JOB A:
In the thread on retiring the code coverage frontend, which feature must be ported to Searchfox before coverage.moz.tools can be retired?
JOB B:
Carry on the thread about retiring the code coverage frontend, starting after its last sentence.

EXCERPTED TEXT:
:::

Retire the code coverage frontend

We can retire coverage.moz.tools and rely on Searchfox instead. The only feature which we must port to Searchfox before we can retire coverage.moz.tools is the feature to show coverage for a specific platform or suite, which developers often ask for.

Would there be a place searchfox could download historical coverage data from to be able to display coverage data for old versions on-demand? I think right now the coverage job artifacts on taskcluster potentially have short lifetimes, but https://coverage.moz.tools/ seems to have a vast archive of the information.

Context: I am sketching out a simple on-demand/idempotent job system for searchfox for operations that may require some non-trivial processing/ingestion that doesn't meet current searchfox latency requirements and/or involves potentially non-trivial retrieval costs, but which could be cached on the server so that after initial processing the latency would be similar to any other dynamically answered local query.

Historical coverage data seems like a use case where this could make sense. In particular, if the goal is to minimize the infrastructure required like providing random access to the coverage data in terms of (revision, path, suite), searchfox could handle fetching per-revision archives from long-term S3/whatever. These would only be accessed once by any given searchfox server (they turn over 2x a day), although the web-servers could also make some effort to propagate recently-accessed immutable data to their successors.

:::

Entries for pointing and labeling:
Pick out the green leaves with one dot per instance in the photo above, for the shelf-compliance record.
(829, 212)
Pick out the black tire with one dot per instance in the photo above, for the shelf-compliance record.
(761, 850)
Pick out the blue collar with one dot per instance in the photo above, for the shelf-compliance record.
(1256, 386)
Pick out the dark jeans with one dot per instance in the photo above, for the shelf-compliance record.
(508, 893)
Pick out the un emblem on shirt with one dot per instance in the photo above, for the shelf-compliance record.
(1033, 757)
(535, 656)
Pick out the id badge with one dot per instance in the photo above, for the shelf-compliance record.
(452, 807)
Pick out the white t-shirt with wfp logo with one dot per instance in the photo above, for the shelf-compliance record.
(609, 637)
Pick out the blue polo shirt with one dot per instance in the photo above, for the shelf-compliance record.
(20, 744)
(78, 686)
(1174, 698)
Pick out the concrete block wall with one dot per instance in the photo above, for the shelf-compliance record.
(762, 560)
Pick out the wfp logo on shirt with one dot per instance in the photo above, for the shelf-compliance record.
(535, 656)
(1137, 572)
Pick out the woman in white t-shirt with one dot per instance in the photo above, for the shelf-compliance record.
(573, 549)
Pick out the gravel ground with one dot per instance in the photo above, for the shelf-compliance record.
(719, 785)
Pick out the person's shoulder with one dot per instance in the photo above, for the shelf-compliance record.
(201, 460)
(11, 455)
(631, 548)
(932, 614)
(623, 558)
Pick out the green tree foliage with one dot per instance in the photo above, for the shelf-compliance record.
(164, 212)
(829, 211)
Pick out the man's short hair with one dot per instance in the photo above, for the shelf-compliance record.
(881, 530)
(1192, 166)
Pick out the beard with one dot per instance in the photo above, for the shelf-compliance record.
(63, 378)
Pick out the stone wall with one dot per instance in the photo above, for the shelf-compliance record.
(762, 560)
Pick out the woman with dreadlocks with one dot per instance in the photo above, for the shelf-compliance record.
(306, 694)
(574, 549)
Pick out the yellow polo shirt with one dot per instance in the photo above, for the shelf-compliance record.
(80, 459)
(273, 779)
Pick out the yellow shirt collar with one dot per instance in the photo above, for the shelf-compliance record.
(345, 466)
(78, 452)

:::

EXERCISE ANSWER A:
The feature to show coverage for a specific platform or suite.

EXERCISE ANSWER B:
Yes, we are storing the reports in a bucket on GCS. We could make the bucket publicly readable, or give you credentials to access it.

Oh, other two important features we would need to add to Searchfox in order to retire the coverage frontend would be: 1) coverage graph showing the evolution of coverage over time; 2) directory coverage.

1. coverage graph showing the evolution of coverage over time;

I expect there are probably use-cases and/or workflows related to this. Can you point me at where they might be (potentially newly) defined? In particular, for the token-centric hyperblame stuff I'm creating some first-class derived information where it could potentially be useful to have coverage deltas baked into the history repo too, but I want to be sure I understand the existing use-cases.

History/Coverage Fusion Thinking Out Loud

If we're processing the coverage data as we process the history, we can potentially correlate the data so we can potentially further categorize the coverage. Like we can know "this new code landed with coverage", "this new code landed without coverage", "this modified/existing code lost coverage", "this modified/existing code gained coverage", and "this modified/existing code retained coverage". We could then have numbers for the different categories potentially allowing for filtering predicates to highlight these changes as well as badges on commits so people can ambiently know if the changes had coverage or not.

The major caveat of course is that this only works easily if we have coverage data on a per-commit basis. Practically speaking, I don't know that we can get data on a per-commit basis both for cost reasons and because it's questionable whether there's any benefit to trying to get coverage data at a sub-push granularity. That said, machinery could exist to perform targeted coverage backfills into autoland to help provide more data when necessary.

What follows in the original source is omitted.